The exercise: Render all the records below as a Markdown table with two columns, No. and Text, giving each non-blank line its own numbered row and omitting blank lines.

——

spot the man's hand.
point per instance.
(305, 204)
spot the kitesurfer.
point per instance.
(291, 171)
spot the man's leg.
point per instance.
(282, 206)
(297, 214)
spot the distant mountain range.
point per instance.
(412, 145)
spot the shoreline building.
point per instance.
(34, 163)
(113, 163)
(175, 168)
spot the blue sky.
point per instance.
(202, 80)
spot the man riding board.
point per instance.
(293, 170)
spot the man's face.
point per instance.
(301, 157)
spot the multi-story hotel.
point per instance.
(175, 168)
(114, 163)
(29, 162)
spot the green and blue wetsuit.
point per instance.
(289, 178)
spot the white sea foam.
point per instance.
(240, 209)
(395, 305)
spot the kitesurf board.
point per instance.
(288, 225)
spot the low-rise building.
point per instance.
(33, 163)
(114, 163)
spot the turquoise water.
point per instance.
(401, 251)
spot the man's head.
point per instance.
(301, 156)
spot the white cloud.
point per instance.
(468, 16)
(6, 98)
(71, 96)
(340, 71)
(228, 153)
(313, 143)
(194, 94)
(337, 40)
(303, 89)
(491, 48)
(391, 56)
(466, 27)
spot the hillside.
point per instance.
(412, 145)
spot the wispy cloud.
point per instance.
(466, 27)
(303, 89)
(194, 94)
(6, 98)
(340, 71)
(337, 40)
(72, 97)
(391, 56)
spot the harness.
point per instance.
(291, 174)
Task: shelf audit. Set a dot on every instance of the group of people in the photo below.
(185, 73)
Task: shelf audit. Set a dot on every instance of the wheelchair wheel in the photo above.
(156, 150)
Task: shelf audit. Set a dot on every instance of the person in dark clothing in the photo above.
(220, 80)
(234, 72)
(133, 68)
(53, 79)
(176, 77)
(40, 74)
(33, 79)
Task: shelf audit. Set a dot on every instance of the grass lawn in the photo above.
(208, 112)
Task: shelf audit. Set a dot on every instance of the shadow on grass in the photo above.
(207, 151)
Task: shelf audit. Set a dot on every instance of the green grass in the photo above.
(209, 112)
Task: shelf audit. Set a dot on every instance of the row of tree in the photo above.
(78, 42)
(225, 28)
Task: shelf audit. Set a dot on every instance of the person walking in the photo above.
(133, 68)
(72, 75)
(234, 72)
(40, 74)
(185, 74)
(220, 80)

——

Worked solution:
| No. | Text |
|---|---|
| 1 | spot the man's hand. |
| 2 | point per instance. |
| 3 | (305, 204) |
| 4 | spot the kitesurfer. |
| 5 | point per instance. |
| 6 | (291, 171) |
| 7 | spot the man's leg. |
| 8 | point per instance. |
| 9 | (282, 206) |
| 10 | (297, 214) |
| 11 | spot the distant mountain range. |
| 12 | point per instance. |
| 13 | (412, 145) |
| 14 | spot the shoreline building. |
| 15 | point per instance. |
| 16 | (34, 163) |
| 17 | (113, 163) |
| 18 | (175, 168) |
| 19 | spot the blue sky. |
| 20 | point per instance. |
| 21 | (202, 80) |
| 22 | spot the man riding board. |
| 23 | point per instance. |
| 24 | (293, 170) |
| 25 | spot the man's face. |
| 26 | point per instance. |
| 27 | (301, 157) |
| 28 | spot the multi-story hotel. |
| 29 | point per instance. |
| 30 | (175, 168) |
| 31 | (114, 163) |
| 32 | (29, 162) |
| 33 | spot the green and blue wetsuit. |
| 34 | point per instance. |
| 35 | (289, 178) |
| 36 | spot the white sea foam. |
| 37 | point per instance. |
| 38 | (240, 209) |
| 39 | (395, 305) |
| 40 | spot the kitesurf board. |
| 41 | point per instance. |
| 42 | (288, 225) |
| 43 | spot the low-rise building. |
| 44 | point per instance. |
| 45 | (33, 163) |
| 46 | (114, 163) |
| 47 | spot the turquoise water. |
| 48 | point per instance. |
| 49 | (401, 251) |
| 50 | spot the man's head. |
| 51 | point per instance. |
| 52 | (301, 156) |
| 53 | spot the white cloud. |
| 54 | point per instance. |
| 55 | (468, 16) |
| 56 | (6, 98) |
| 57 | (71, 96) |
| 58 | (340, 71) |
| 59 | (228, 153) |
| 60 | (313, 143) |
| 61 | (194, 94) |
| 62 | (337, 40) |
| 63 | (303, 89) |
| 64 | (491, 48) |
| 65 | (391, 56) |
| 66 | (466, 27) |
| 67 | spot the hillside. |
| 68 | point per instance. |
| 69 | (412, 145) |
| 70 | spot the wispy cloud. |
| 71 | point per instance. |
| 72 | (466, 27) |
| 73 | (303, 89) |
| 74 | (194, 94) |
| 75 | (6, 98) |
| 76 | (340, 71) |
| 77 | (337, 40) |
| 78 | (72, 97) |
| 79 | (391, 56) |
| 80 | spot the harness. |
| 81 | point per instance. |
| 82 | (291, 174) |
| 83 | Task: shelf audit. Set a dot on every instance of the group of people in the photo below. |
| 84 | (185, 73) |
| 85 | Task: shelf audit. Set a dot on every instance of the wheelchair wheel in the photo above. |
| 86 | (156, 150) |
| 87 | Task: shelf audit. Set a dot on every instance of the person in dark clothing in the photo above. |
| 88 | (220, 80) |
| 89 | (234, 72) |
| 90 | (133, 68) |
| 91 | (53, 79) |
| 92 | (176, 77) |
| 93 | (40, 74) |
| 94 | (33, 79) |
| 95 | Task: shelf audit. Set a dot on every instance of the grass lawn in the photo above. |
| 96 | (208, 112) |
| 97 | Task: shelf audit. Set a dot on every instance of the shadow on grass in the photo above. |
| 98 | (207, 151) |
| 99 | Task: shelf audit. Set a dot on every instance of the green grass in the photo above. |
| 100 | (209, 112) |
| 101 | Task: shelf audit. Set a dot on every instance of the row of tree in the photo above. |
| 102 | (78, 42) |
| 103 | (225, 28) |
| 104 | Task: shelf audit. Set a dot on every instance of the person walking in the photo above. |
| 105 | (133, 68) |
| 106 | (72, 75) |
| 107 | (234, 72) |
| 108 | (40, 74) |
| 109 | (185, 74) |
| 110 | (220, 80) |